Start of Exercise data

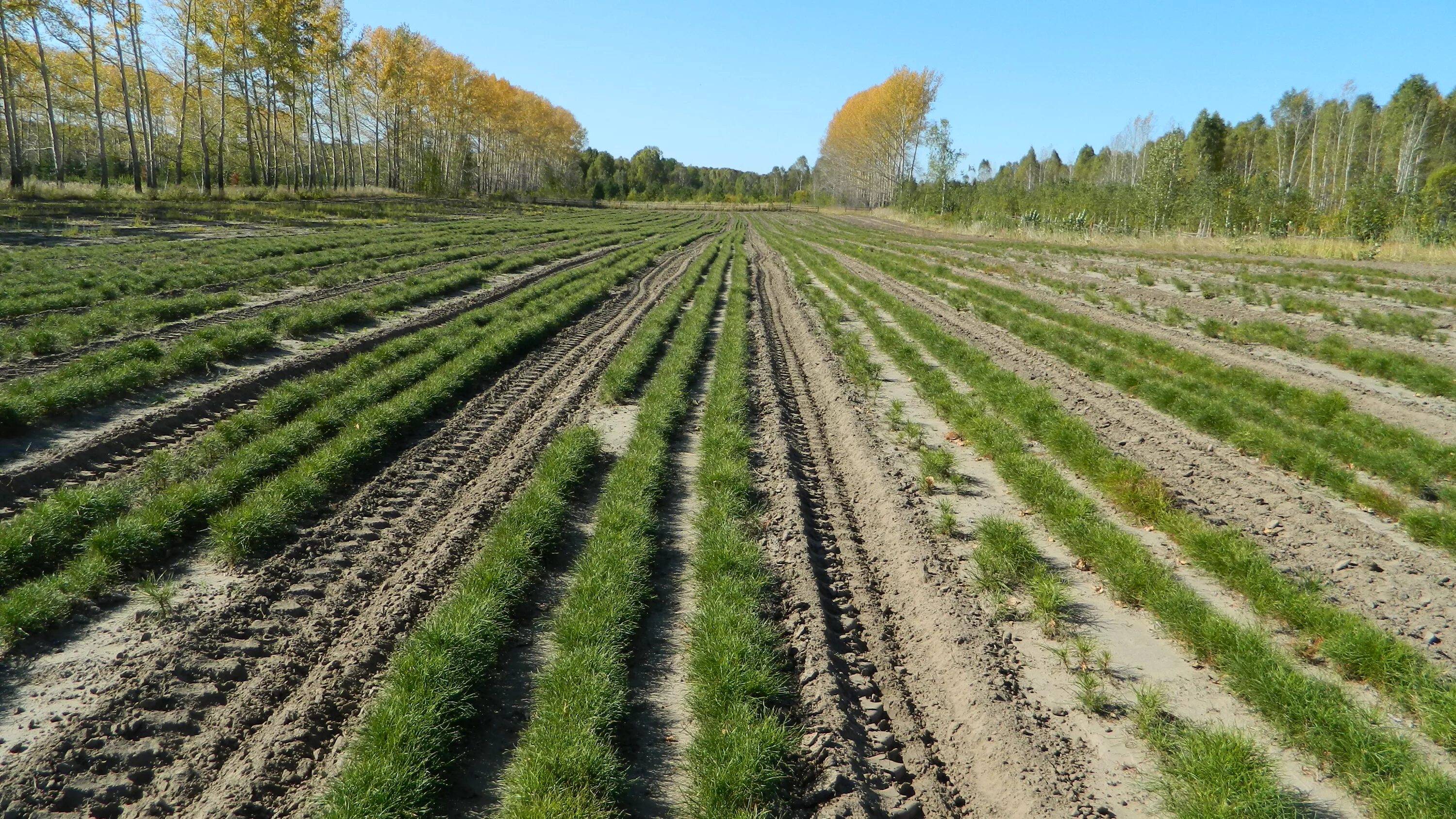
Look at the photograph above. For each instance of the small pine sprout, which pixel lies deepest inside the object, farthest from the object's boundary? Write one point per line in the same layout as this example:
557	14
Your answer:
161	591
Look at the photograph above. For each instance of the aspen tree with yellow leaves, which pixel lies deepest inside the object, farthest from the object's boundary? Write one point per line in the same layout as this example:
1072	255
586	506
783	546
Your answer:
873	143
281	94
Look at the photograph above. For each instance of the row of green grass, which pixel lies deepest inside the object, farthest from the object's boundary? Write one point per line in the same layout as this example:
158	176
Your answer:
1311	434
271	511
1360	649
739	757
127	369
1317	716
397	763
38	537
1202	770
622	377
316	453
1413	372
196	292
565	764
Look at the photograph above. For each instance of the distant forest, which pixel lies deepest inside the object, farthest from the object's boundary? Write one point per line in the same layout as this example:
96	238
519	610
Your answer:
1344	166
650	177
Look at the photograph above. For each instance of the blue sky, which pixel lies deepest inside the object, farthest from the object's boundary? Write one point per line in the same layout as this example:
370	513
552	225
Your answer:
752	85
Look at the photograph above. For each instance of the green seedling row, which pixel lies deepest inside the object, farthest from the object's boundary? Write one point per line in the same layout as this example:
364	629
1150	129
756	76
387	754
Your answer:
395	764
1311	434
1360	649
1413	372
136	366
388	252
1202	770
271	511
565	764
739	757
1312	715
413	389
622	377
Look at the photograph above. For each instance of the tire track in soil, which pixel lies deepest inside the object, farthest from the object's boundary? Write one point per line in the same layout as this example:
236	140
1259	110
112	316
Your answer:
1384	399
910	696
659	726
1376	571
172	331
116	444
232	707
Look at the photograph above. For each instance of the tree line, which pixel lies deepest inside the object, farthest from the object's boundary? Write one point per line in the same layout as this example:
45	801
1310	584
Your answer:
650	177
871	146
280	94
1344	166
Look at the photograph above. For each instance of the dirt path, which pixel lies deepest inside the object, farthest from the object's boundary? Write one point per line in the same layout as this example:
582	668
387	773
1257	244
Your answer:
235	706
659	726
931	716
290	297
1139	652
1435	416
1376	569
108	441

End of Exercise data

**Task objective**
Each entry above should be restated word for word, though no picture may appear in the copy.

**Result below**
Look at the photograph above. For each instance of the small pine sprout, which pixel lies deepest inside the object, farthest from the object's boundary? Write one point per line in the same layout as this example:
557	14
Your answer:
161	591
Look at the photograph above. For each instance of the aspen tree with yellow leaves, which pixel lies deepest inside the object, farthest from the object's boundary? Write one point per line in the same layout as this example:
1072	255
586	506
783	546
Your answer:
873	143
281	94
Look at the photograph above. For each instance of the row of green grass, which pixel lies deepest inside the object, farthest from the object's boundary? Write one point per line in the same layout as this example:
158	176
Your answer:
1311	434
271	511
1360	649
739	757
127	369
1317	716
397	763
38	537
1202	770
622	377
316	453
1413	372
196	292
565	764
Look at the photograph above. For each instance of the distant forest, which pixel lies deepest inside the object, farthest from the object's boundary? Write one point per line in the same layout as this example:
96	238
519	610
Your answer:
1344	166
650	177
Look at the photograph above. For each instance of the blue sky, which pixel lies deepest inside the object, farthest from the object's boundary? Write one point per line in the same layout as this example:
370	513
552	225
Your answer:
752	85
Look at the photograph above. For each instance of the green seedling row, which pixel lies deepest inside the object, farthest from the object's boundary? Write one point per line in the same layout as this example:
364	629
1150	129
756	76
387	754
Your answer:
395	764
1311	434
1360	649
1413	372
136	366
388	252
1202	770
271	511
565	764
739	757
1312	715
413	389
622	377
Look at the photograph above. For each instance of the tire track in soil, which pixel lies deepest inside the object, farthest from the object's boundary? Write one point per line in the same layout as this example:
236	140
1259	110
112	316
Your answer:
1384	399
910	696
659	726
1376	571
172	331
116	444
232	707
Look at the photograph above. For each instance of the tree line, which pixel lies deepest inside the object, farthest from the object's boundary? Write one point per line in the same layout as this example:
45	801
1310	584
Your answer:
650	177
871	146
280	94
1344	166
Look at the photograph above. For each instance of the dirt path, which pixel lies deepest inside the object, farthest from the object's boundary? Write one point per line in the same layout as this example:
582	668
387	773
1257	244
Your answer:
235	706
659	726
931	716
290	297
1139	652
1435	416
1376	569
108	441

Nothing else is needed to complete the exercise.